- _LISTED RECORDS_

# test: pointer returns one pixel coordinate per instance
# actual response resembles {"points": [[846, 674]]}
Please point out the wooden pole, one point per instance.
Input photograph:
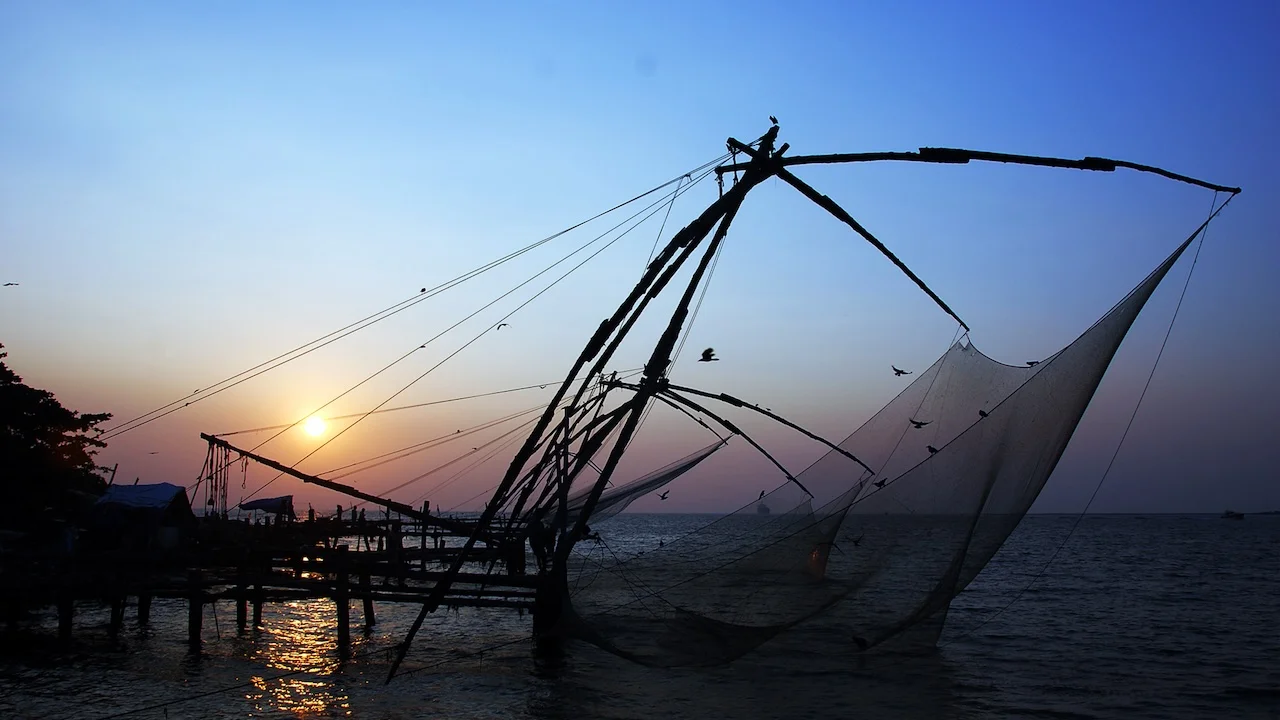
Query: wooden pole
{"points": [[341, 596], [366, 587], [117, 621], [144, 609], [195, 611], [65, 613], [241, 598], [257, 595]]}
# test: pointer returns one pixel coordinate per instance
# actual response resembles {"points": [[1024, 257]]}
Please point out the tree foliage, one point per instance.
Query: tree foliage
{"points": [[46, 452]]}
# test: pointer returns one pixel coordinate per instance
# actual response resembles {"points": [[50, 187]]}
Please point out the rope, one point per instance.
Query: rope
{"points": [[1119, 446], [535, 296], [132, 424]]}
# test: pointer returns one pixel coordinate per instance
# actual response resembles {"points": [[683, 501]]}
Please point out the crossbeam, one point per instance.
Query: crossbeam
{"points": [[958, 156], [444, 523]]}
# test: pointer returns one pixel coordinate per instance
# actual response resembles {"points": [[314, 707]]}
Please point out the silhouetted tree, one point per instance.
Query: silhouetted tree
{"points": [[46, 454]]}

- _REQUIRED TASK_
All the lines above are to be reproduced exactly, except the pictures.

- _OUTPUT BELOW_
# test: pointer returns one pixel coordinate per instance
# actual response resembles {"points": [[846, 674]]}
Please point out the wooden pole, one point per instance.
Input photograph:
Query: wooden pole
{"points": [[341, 596], [366, 587], [117, 621], [144, 609], [195, 611], [65, 613], [241, 598], [257, 595]]}
# test: pointer returns one pixel coordinate per instance
# actual response resembles {"points": [[1024, 257]]}
Please point out the tree foliage, one point per instance.
Query: tree foliage
{"points": [[46, 452]]}
# test: pointer returns one pixel coordinate per instance
# actual response resembles {"points": [[50, 187]]}
Please point out the rope, one point per instance.
Query: rope
{"points": [[1119, 446], [535, 296], [132, 424]]}
# test: pointer returns one pixel coordinate per instance
# actual response resembles {"points": [[683, 501]]}
Please point out the crossbeam, one point per instance.
Query: crossbeam
{"points": [[958, 156], [444, 523]]}
# test: pointer returns one pixel coordinate per instance
# actual response resembles {"points": [[314, 707]]}
Please point out the silhouetted tree, one point per instance.
Query: silhouetted tree
{"points": [[46, 454]]}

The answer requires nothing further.